* SHORT EXERCISE 1 *
Swap every "Box" for "Region" in the listing, beginning at its first line and stopping after the line that has "700 494 760 570". Leave everything else unchanged.

A federal court in New York City has moved to further restrict access to long-sought-after secret files in the Jeffrey Epstein saga. In a Wednesday order, Senior U.S. District Judge Loretta Preska determined that attorneys for Epstein survivor Virginia Roberts Giuffre had improperly gained access to many of those highly-prized documents.
Preska determined that certain discovery materials covered by a years-old protective order “are not properly in possession” of Giuffre’s current legal team and “thus must be destroyed.” That means that they can’t have copies of the documents in question; it does not mean that all copies of the documents will be deleted from existence. Additionally, the law firm of Cooper & Kirk must provide “an affidavit detailing the steps that it took to destroy the materials.”
The ruling was also a setback for Harvard Law professor emeritus and former Epstein attorney Alan Dershowitz, who has repeatedly sought access to the full tranche of Epstein files and discovery materials.
“Mr. Dershowitz’s request is denied,” the court ruled.
At issue here are two separate legal controversies: (1) a protective order issued in 2015 by Judge Robert W. Sweet in a since-settled defamation case between Giuffre and Epstein’s alleged groomer and girlfriend Ghislaine Maxwell; and (2) a more recent series of extant defamation, back-and-forth claims between Giuffre and Dershowitz.
The Giuffre v. Maxwell protective order is the major legal lock-and-key which has long-protected the Epstein files. A process is currently underway for both sides to sift through those documents and eventually make many of them available for public consumption.
Dershowitz, however, recently requested unencumbered access to those files and more–asking the Southern District of New York (SDNY) to modify and make him a party to the original protective order because it would help him in his ongoing defamation lawsuit.
Such access was necessary, Dershowitz’s attorney argued during a hearing last week, because Giuffre’s attorneys in the defamation battle also have access to many of those documents covered by the Maxwell protective order. Judge Preska moved to rein in both sides.

* SHORT EXERCISE 2 *
Retype the passage of the article on the Epstein files that begins at the words "The ruling was" and stops after "Giuffre and Dershowitz.".

(Collected data entries)
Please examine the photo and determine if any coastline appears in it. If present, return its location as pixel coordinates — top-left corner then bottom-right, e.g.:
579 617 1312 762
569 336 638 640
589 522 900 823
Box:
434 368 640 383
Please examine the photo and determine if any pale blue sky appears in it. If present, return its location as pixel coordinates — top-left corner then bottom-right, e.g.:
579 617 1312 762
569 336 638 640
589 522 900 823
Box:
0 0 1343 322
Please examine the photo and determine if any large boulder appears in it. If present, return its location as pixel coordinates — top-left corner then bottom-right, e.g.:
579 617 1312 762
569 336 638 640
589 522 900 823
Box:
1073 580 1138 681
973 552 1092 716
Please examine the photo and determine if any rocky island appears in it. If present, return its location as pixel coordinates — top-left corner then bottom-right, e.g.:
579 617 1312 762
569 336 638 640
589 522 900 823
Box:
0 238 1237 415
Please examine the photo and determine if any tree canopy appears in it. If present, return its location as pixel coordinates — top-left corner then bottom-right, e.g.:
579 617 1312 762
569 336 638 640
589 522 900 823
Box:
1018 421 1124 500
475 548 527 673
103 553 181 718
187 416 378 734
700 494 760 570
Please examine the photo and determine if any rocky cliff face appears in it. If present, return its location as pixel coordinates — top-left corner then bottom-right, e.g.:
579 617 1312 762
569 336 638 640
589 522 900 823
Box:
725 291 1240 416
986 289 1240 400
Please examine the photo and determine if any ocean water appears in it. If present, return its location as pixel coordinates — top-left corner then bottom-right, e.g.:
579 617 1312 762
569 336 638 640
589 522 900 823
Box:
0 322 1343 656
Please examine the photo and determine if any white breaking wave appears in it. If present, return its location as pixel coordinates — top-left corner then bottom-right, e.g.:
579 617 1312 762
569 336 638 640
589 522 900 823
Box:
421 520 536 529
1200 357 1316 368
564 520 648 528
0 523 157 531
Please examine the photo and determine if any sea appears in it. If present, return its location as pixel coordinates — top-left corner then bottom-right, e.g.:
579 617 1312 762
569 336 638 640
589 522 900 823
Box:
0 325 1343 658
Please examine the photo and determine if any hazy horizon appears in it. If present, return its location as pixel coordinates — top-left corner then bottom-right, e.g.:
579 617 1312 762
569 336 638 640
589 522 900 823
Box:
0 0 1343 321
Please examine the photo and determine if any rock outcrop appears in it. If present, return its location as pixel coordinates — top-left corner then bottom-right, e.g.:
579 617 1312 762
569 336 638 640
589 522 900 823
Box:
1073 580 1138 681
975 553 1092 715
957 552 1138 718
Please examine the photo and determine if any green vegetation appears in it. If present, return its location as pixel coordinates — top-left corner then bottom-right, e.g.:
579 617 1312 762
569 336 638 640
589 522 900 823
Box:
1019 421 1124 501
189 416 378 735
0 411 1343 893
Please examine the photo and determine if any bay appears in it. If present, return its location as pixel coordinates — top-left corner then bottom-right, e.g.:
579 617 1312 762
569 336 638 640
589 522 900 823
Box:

* FULL SOLUTION 1 *
Please examine the photo and determine if any coastline appears in it. If present, return its location as pixel coordinates — top-left corner then bottom-right, e.g.:
579 617 1312 762
569 336 638 640
589 522 900 823
Region:
434 368 640 383
Please examine the photo and determine if any pale blue sky appears in it. If present, return its location as pixel coordinates — top-left corner then bottom-right, e.g.:
579 617 1312 762
569 336 638 640
589 522 900 823
Region:
0 0 1343 322
Please examine the photo and determine if any large boulder appears in it. If present, return its location as pixel coordinates — top-left corner then bottom-right, e.g.:
579 617 1312 762
569 336 638 640
589 522 900 823
Region:
1073 580 1138 681
973 552 1092 716
Please examine the photo and determine if any rocky island appears in it. If present, return its location as pixel coordinates — top-left corner then bottom-right, e.g.:
579 617 1312 762
569 336 638 640
589 522 900 823
Region:
0 238 1237 415
Please examine the photo and determine if any tree canopy appears in it. If present, return its location as pixel coordinates — top-left corner then bottom-right, e.g.:
579 617 1312 762
569 336 638 640
589 522 900 823
Region:
1018 421 1124 500
475 548 527 673
103 553 181 718
187 416 378 734
700 494 760 570

* FULL SOLUTION 2 *
The ruling was also a setback for Harvard Law professor emeritus and former Epstein attorney Alan Dershowitz, who has repeatedly sought access to the full tranche of Epstein files and discovery materials.
“Mr. Dershowitz’s request is denied,” the court ruled.
At issue here are two separate legal controversies: (1) a protective order issued in 2015 by Judge Robert W. Sweet in a since-settled defamation case between Giuffre and Epstein’s alleged groomer and girlfriend Ghislaine Maxwell; and (2) a more recent series of extant defamation, back-and-forth claims between Giuffre and Dershowitz.